AIM OF THE TASK
Please answer these questions about the stock market report below:
1. By how many points did the Dow Jones Industrial Average rise?
2. By what percentage did Tesla shares drop?
3. How many new 52-week highs did the Nasdaq Composite record?

=== QUOTED PASSAGE ===

The Dow Jones Industrial Average .DJI rose 417.1 points,
or 1.45%, to 29,224.73, the S&P 500 .SPX gained 31.88 points,
or 0.97%, to 3,329.47 and the Nasdaq Composite .IXIC added
25.73 points, or 0.27%, to 9,493.71.
Energy .SPNY was the best performing S&P 500 sector,
jumping 3.6% along with a rise in crude prices. The healthcare sector .SPXHC climbed 2.1%, led by health
insurers as well as by a 21.6% jump in shares of Biogen BIIB.O
after the biotech company won a patent ruling on a multiple
sclerosis drug. Shares of Tesla TSLA.O cooled off after a huge six-day
rally, dropping 18.6%. Fourth-quarter reporting season for large U.S. companies is
more than halfway done, with S&P 500 companies seen posting a
1.6% rise in earnings for the period, according to IBES data
form Refinitiv.
"We have had some mixed results, but the big names have been
surprising to the upside," Rubin said. "As that continues, folks
are not finding that many reasons not to be in the market."
In earnings news, Ford Motor Co F.N shares fell 9.4% after
the company delivered a weaker-than-expected 2020 forecast.
Coty Inc COTY.N shares rose 12.7% after the cosmetics and
fragrance maker reported quarterly profit above expectations.
Merck MRK.N shares dropped 3.1% after the drugmaker said
it will spin off its women's health, biosimilar drugs and older
products into a separate publicly traded company. Advancing issues outnumbered declining ones on the NYSE by a
2.88-to-1 ratio; on Nasdaq, a 2.37-to-1 ratio favored advancers.
The S&P 500 posted 70 new 52-week highs and no new lows; the
Nasdaq Composite recorded 119 new highs and 20 new lows.

=== SUPPLIED ENTRIES ===

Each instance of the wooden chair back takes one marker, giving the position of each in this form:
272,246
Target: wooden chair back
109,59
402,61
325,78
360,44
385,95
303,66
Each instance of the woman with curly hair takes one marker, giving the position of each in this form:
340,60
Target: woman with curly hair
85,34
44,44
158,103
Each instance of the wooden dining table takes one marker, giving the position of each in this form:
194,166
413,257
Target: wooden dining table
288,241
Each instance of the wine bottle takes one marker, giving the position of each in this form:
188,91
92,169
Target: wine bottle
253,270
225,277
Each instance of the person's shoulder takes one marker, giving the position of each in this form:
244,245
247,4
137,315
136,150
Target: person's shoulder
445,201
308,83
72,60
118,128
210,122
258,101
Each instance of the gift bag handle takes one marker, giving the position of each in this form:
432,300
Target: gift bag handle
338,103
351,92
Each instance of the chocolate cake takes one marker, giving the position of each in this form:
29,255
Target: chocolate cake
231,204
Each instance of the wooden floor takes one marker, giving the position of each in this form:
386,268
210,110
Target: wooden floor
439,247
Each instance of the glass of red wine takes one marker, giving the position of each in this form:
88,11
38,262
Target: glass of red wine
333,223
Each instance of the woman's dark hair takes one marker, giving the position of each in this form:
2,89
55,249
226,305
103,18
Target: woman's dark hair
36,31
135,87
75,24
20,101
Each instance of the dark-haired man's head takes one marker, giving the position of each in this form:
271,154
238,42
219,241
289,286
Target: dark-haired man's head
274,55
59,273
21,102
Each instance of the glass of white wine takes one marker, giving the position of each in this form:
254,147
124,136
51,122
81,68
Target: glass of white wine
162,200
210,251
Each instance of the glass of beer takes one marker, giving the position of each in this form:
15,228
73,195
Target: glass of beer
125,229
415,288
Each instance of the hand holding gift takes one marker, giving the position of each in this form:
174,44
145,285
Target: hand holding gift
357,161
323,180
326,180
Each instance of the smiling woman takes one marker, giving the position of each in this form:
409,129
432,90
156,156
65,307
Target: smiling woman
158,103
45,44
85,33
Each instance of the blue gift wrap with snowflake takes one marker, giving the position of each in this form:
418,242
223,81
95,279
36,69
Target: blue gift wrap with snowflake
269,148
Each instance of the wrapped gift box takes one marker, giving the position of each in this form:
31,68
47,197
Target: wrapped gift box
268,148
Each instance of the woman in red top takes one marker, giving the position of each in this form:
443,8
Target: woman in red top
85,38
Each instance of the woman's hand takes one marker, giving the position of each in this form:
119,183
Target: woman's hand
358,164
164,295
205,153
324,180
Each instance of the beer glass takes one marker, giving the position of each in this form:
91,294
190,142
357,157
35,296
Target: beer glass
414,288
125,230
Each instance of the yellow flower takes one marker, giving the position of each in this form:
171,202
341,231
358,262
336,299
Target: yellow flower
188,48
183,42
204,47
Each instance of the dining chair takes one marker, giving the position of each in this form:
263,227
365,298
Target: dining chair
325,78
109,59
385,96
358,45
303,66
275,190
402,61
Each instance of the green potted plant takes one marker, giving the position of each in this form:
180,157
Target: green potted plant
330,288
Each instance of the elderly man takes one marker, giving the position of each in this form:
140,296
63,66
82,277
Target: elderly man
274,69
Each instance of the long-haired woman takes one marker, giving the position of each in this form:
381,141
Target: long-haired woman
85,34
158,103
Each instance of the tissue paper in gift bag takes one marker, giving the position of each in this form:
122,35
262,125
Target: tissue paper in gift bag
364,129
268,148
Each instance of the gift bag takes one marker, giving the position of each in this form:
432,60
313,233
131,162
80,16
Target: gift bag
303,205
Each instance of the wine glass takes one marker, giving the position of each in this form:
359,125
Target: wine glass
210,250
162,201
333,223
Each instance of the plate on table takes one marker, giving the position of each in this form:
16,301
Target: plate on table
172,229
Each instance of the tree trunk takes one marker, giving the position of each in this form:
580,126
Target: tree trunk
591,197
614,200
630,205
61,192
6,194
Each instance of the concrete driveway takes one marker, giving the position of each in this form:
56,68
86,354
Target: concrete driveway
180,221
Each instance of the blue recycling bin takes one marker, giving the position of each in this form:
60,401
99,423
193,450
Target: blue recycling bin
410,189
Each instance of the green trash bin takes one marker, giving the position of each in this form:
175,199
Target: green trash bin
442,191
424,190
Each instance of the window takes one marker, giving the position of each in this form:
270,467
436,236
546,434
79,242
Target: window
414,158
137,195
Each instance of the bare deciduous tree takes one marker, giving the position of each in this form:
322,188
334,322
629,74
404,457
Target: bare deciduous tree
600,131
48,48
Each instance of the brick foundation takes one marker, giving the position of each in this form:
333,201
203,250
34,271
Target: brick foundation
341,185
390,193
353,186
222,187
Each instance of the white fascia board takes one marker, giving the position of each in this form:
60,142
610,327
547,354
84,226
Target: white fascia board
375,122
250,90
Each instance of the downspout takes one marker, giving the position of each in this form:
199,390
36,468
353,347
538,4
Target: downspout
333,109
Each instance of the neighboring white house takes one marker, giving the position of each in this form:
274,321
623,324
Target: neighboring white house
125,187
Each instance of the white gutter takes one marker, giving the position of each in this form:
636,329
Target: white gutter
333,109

===

REPLY
1. 417.1 points
2. 18.6%
3. 119